GIVEN INSTRUCTION:
Report each line in the rows below that contains the string "squash". Matching is case-sensitive.
▬▬▬▬▬▬
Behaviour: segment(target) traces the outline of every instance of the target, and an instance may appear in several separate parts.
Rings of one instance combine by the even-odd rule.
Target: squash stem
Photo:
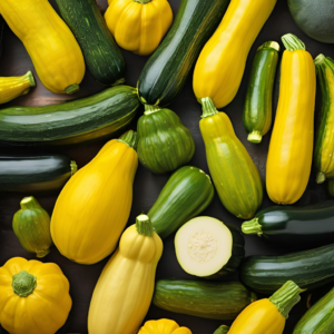
[[[284,47],[288,51],[306,50],[305,45],[294,35],[286,33],[282,37]]]
[[[210,117],[219,112],[210,98],[202,98],[199,102],[203,109],[202,118]]]
[[[243,223],[242,230],[244,234],[257,234],[258,236],[263,235],[262,226],[258,224],[258,218]]]
[[[21,271],[12,276],[12,289],[20,297],[28,297],[37,286],[37,278],[26,271]]]
[[[289,311],[301,301],[301,292],[303,291],[298,285],[292,281],[287,281],[269,297],[269,301],[277,307],[278,312],[287,318]]]
[[[153,236],[151,222],[147,215],[139,215],[136,218],[136,228],[140,235]]]

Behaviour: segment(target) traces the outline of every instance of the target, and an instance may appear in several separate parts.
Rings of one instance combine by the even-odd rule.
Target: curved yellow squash
[[[173,12],[167,0],[111,0],[105,19],[121,48],[147,56],[168,31]]]
[[[55,334],[71,306],[58,265],[13,257],[0,268],[0,323],[10,334]]]
[[[1,0],[0,12],[23,42],[47,89],[73,94],[85,75],[85,60],[72,32],[48,0]]]
[[[138,216],[136,224],[122,234],[95,287],[88,314],[89,334],[137,333],[151,303],[161,254],[163,242],[150,219]]]
[[[51,217],[51,236],[63,256],[94,264],[116,248],[132,204],[135,146],[134,131],[110,140],[63,187]]]
[[[312,56],[286,35],[279,99],[267,158],[267,193],[277,204],[294,204],[304,194],[312,165],[316,77]]]
[[[216,108],[236,96],[246,60],[277,0],[232,0],[216,32],[205,45],[194,72],[197,100],[209,97]]]

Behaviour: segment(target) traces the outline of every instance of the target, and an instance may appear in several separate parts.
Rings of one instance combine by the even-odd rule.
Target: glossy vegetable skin
[[[169,312],[204,318],[234,320],[254,301],[256,294],[238,282],[159,279],[153,303]]]
[[[69,282],[57,264],[22,257],[0,268],[0,323],[12,334],[55,334],[72,306]]]
[[[310,206],[273,206],[242,226],[245,234],[257,234],[269,243],[311,248],[334,240],[334,202]]]
[[[61,189],[77,165],[61,155],[0,157],[0,191],[40,193]]]
[[[125,81],[126,62],[109,32],[96,0],[56,0],[61,17],[76,36],[92,77],[115,86]]]
[[[313,289],[334,281],[334,244],[281,256],[249,256],[239,276],[250,289],[272,294],[292,279],[302,289]]]
[[[155,232],[166,238],[198,216],[214,199],[210,177],[197,167],[176,170],[148,212]]]
[[[279,99],[267,157],[266,185],[277,204],[304,194],[312,165],[316,77],[312,56],[294,35],[282,38]]]
[[[111,137],[136,116],[135,88],[117,86],[94,96],[46,107],[0,111],[0,145],[62,146]]]
[[[228,2],[181,0],[171,28],[139,77],[138,96],[143,104],[166,107],[177,98]]]
[[[220,24],[203,48],[194,71],[198,101],[210,98],[217,109],[236,96],[250,47],[277,0],[232,0]]]
[[[79,90],[85,75],[81,49],[48,0],[2,0],[0,12],[47,89],[55,94]]]
[[[218,112],[209,98],[202,99],[199,122],[206,159],[225,208],[238,218],[252,218],[263,200],[257,167],[236,137],[225,112]]]
[[[167,0],[112,0],[105,19],[121,48],[148,56],[168,31],[173,11]]]
[[[272,126],[273,88],[278,52],[279,45],[267,41],[255,53],[243,114],[244,126],[252,143],[261,143]]]

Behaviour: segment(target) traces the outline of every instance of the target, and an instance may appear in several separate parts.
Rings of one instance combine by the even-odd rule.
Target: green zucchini
[[[298,321],[293,334],[334,333],[334,288],[315,303]]]
[[[322,92],[314,165],[317,173],[316,181],[322,184],[326,178],[334,178],[334,60],[318,55],[314,63]]]
[[[116,86],[60,105],[10,107],[0,110],[0,145],[61,146],[111,137],[139,106],[135,88]]]
[[[239,282],[160,279],[154,305],[174,313],[214,320],[235,320],[257,296]]]
[[[334,240],[334,200],[308,206],[272,206],[242,225],[269,243],[312,248]]]
[[[166,238],[199,215],[214,199],[210,177],[197,167],[184,166],[164,186],[148,212],[155,232]]]
[[[96,0],[56,0],[60,14],[76,36],[92,77],[100,84],[125,82],[126,62],[107,28]]]
[[[190,131],[169,109],[146,105],[145,112],[138,120],[137,131],[138,158],[153,173],[175,170],[187,164],[195,153]]]
[[[0,191],[59,190],[76,171],[76,163],[60,155],[0,157]]]
[[[272,126],[278,52],[279,45],[267,41],[255,53],[243,114],[244,126],[252,143],[261,143]]]
[[[138,81],[140,101],[166,107],[181,91],[229,0],[181,0],[167,36],[148,59]]]
[[[334,244],[282,256],[249,256],[240,266],[242,282],[255,292],[272,294],[286,281],[313,289],[334,281]]]

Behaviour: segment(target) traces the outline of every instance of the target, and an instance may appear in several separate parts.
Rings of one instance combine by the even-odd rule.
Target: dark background
[[[203,0],[210,1],[210,0]],[[53,7],[55,1],[50,1]],[[107,0],[98,0],[98,3],[102,11],[107,8]],[[176,14],[180,0],[170,0],[170,4]],[[56,7],[57,9],[57,7]],[[244,129],[242,121],[242,112],[243,112],[243,104],[245,97],[246,85],[249,76],[249,70],[252,66],[252,61],[254,58],[255,50],[258,46],[267,40],[276,40],[279,41],[281,46],[281,37],[287,32],[295,33],[299,37],[306,45],[307,50],[315,58],[318,53],[324,53],[325,56],[330,56],[334,58],[334,49],[332,45],[325,45],[312,40],[307,36],[305,36],[294,23],[286,0],[278,0],[274,12],[272,13],[269,20],[264,26],[262,32],[256,39],[246,66],[245,76],[240,86],[240,89],[234,99],[234,101],[224,108],[224,111],[230,117],[232,122],[234,125],[235,131],[238,138],[246,146],[248,153],[250,154],[253,160],[257,165],[263,180],[265,179],[265,165],[266,165],[266,156],[268,150],[268,143],[271,132],[267,134],[263,143],[259,145],[250,144],[247,141],[247,134]],[[136,86],[139,73],[147,61],[147,57],[140,57],[132,55],[128,51],[122,50],[122,53],[127,60],[127,85]],[[282,56],[282,52],[281,52]],[[50,59],[50,61],[52,61]],[[0,76],[21,76],[26,73],[28,70],[32,70],[35,73],[35,78],[37,80],[37,88],[33,88],[31,92],[24,97],[20,97],[16,99],[13,102],[8,104],[7,106],[12,105],[33,105],[33,106],[43,106],[49,104],[58,104],[66,99],[71,98],[80,98],[84,96],[89,96],[95,92],[98,92],[104,89],[104,86],[95,82],[91,78],[90,73],[87,71],[85,80],[81,84],[81,89],[73,97],[69,96],[58,96],[49,92],[38,80],[38,77],[33,70],[33,66],[31,60],[20,40],[10,31],[8,27],[6,27],[4,31],[4,45],[3,52],[0,61]],[[277,85],[276,85],[277,86]],[[277,88],[277,87],[276,87]],[[316,111],[318,111],[318,98],[317,94],[317,107]],[[277,100],[277,89],[275,92],[275,100]],[[6,107],[6,106],[3,106]],[[199,167],[208,173],[206,158],[205,158],[205,148],[200,137],[198,122],[202,115],[202,108],[199,104],[197,104],[191,87],[191,78],[189,78],[186,87],[183,92],[178,97],[178,99],[169,106],[170,109],[176,111],[181,118],[184,125],[188,127],[194,136],[194,140],[196,143],[196,153],[194,158],[189,163],[189,165]],[[139,110],[138,117],[141,115],[143,109]],[[317,114],[317,112],[316,112]],[[136,128],[136,124],[134,124],[134,129]],[[86,145],[84,147],[71,148],[71,149],[56,149],[50,148],[48,150],[36,150],[37,154],[42,153],[61,153],[66,154],[72,159],[75,159],[79,167],[85,166],[90,159],[97,154],[97,151],[101,148],[105,141]],[[1,150],[1,154],[13,153],[13,150]],[[20,153],[19,150],[17,153]],[[27,154],[28,151],[24,150]],[[131,209],[131,215],[128,224],[131,225],[135,223],[135,217],[141,212],[148,212],[149,208],[155,203],[156,198],[159,195],[163,186],[167,181],[169,175],[154,175],[149,170],[146,170],[143,166],[139,165],[135,185],[134,185],[134,205]],[[32,254],[27,253],[20,246],[17,237],[14,236],[11,228],[12,216],[16,210],[19,209],[19,203],[23,196],[28,196],[30,194],[0,194],[0,265],[3,265],[9,258],[13,256],[22,256],[29,259],[35,258]],[[39,195],[36,196],[41,205],[51,214],[52,208],[56,202],[58,194],[52,195]],[[307,186],[307,190],[305,191],[303,198],[297,203],[297,205],[306,205],[313,204],[317,202],[322,202],[326,199],[326,191],[324,185],[316,185],[315,183],[315,174],[312,173],[310,184]],[[268,199],[265,194],[263,207],[267,207],[273,205],[273,203]],[[110,203],[112,206],[112,203]],[[216,196],[213,204],[203,213],[203,215],[208,215],[222,219],[226,223],[232,223],[236,226],[240,226],[242,220],[234,217],[220,204],[218,197]],[[167,238],[165,242],[165,250],[163,258],[159,263],[157,271],[157,278],[163,277],[176,277],[176,278],[188,278],[196,279],[187,275],[178,265],[175,256],[174,249],[174,237]],[[272,246],[267,244],[264,239],[258,238],[257,236],[246,236],[246,254],[266,254],[266,255],[281,255],[291,252],[286,247]],[[85,266],[72,263],[67,258],[62,257],[59,252],[53,247],[51,253],[42,259],[43,262],[55,262],[57,263],[65,275],[70,281],[70,294],[73,301],[73,306],[69,318],[63,326],[59,331],[59,333],[87,333],[87,315],[89,308],[90,297],[95,287],[95,284],[99,277],[99,274],[107,263],[108,258],[102,262],[91,265]],[[237,279],[237,275],[233,277],[227,277],[227,279]],[[316,292],[313,292],[313,296],[311,303],[316,302],[322,295],[324,295],[332,285],[327,285]],[[301,316],[306,311],[306,297],[308,293],[303,294],[303,298],[298,305],[296,305],[291,312],[289,318],[286,323],[285,334],[292,333],[294,325],[301,318]],[[179,323],[179,325],[189,327],[194,334],[212,334],[223,322],[222,321],[212,321],[212,320],[203,320],[196,318],[193,316],[186,316],[180,314],[169,313],[163,310],[159,310],[155,306],[151,306],[147,320],[156,320],[156,318],[173,318]],[[229,322],[225,322],[229,324]],[[7,333],[2,328],[0,328],[0,333]],[[269,334],[269,333],[268,333]]]

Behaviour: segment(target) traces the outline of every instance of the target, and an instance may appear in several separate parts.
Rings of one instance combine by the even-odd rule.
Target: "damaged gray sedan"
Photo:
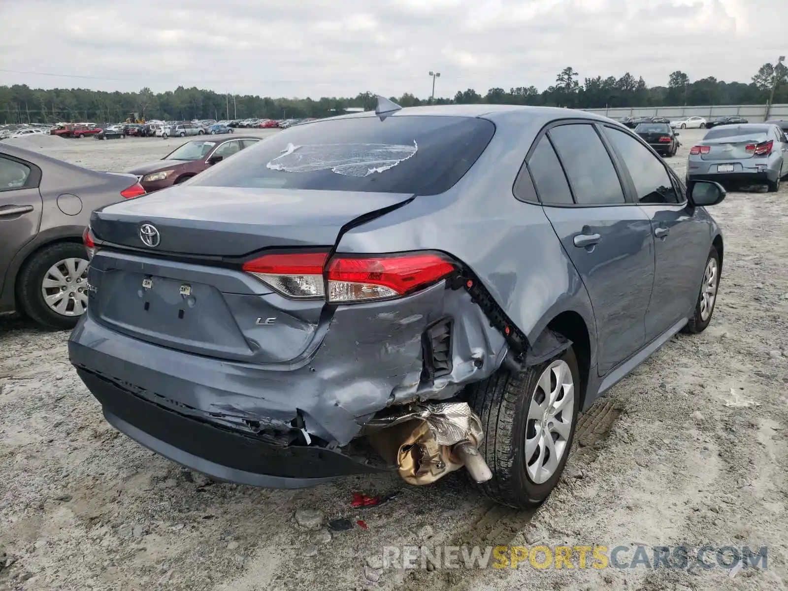
[[[464,468],[527,507],[578,414],[711,322],[724,195],[593,114],[380,99],[95,212],[69,356],[110,423],[216,479]]]

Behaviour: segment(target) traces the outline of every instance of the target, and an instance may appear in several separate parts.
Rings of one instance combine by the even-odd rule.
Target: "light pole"
[[[429,104],[432,105],[435,102],[435,79],[440,77],[440,72],[430,70],[429,76],[433,76],[433,94],[429,97]]]
[[[775,81],[771,84],[771,92],[769,93],[769,102],[766,106],[766,118],[769,118],[769,113],[771,112],[771,102],[775,99],[775,91],[777,90],[777,83],[779,81],[779,78],[777,77],[777,71],[780,68],[780,65],[786,61],[786,57],[781,55],[779,59],[777,60],[777,65],[775,66]]]

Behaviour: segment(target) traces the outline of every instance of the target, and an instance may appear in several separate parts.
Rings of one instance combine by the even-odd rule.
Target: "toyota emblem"
[[[162,240],[162,236],[158,230],[152,224],[143,224],[139,226],[139,240],[143,243],[149,247],[158,247]]]

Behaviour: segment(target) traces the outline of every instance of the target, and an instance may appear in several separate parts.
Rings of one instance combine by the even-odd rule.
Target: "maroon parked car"
[[[234,137],[232,139],[193,139],[161,160],[140,164],[128,172],[136,175],[145,191],[154,191],[182,183],[202,173],[211,165],[229,158],[260,141],[258,137]]]

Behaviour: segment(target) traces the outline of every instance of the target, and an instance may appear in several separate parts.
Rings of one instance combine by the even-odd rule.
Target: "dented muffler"
[[[377,452],[408,484],[429,485],[463,466],[477,482],[492,478],[479,453],[479,417],[467,403],[412,404],[366,423]]]

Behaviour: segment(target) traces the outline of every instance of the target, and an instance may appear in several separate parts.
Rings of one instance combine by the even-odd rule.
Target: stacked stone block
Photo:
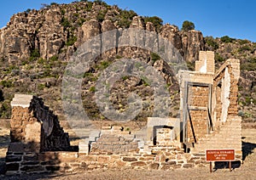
▬▬▬▬▬▬
SOLUTION FOR THIS PROBLEM:
Target: squash stem
Target: curved yellow squash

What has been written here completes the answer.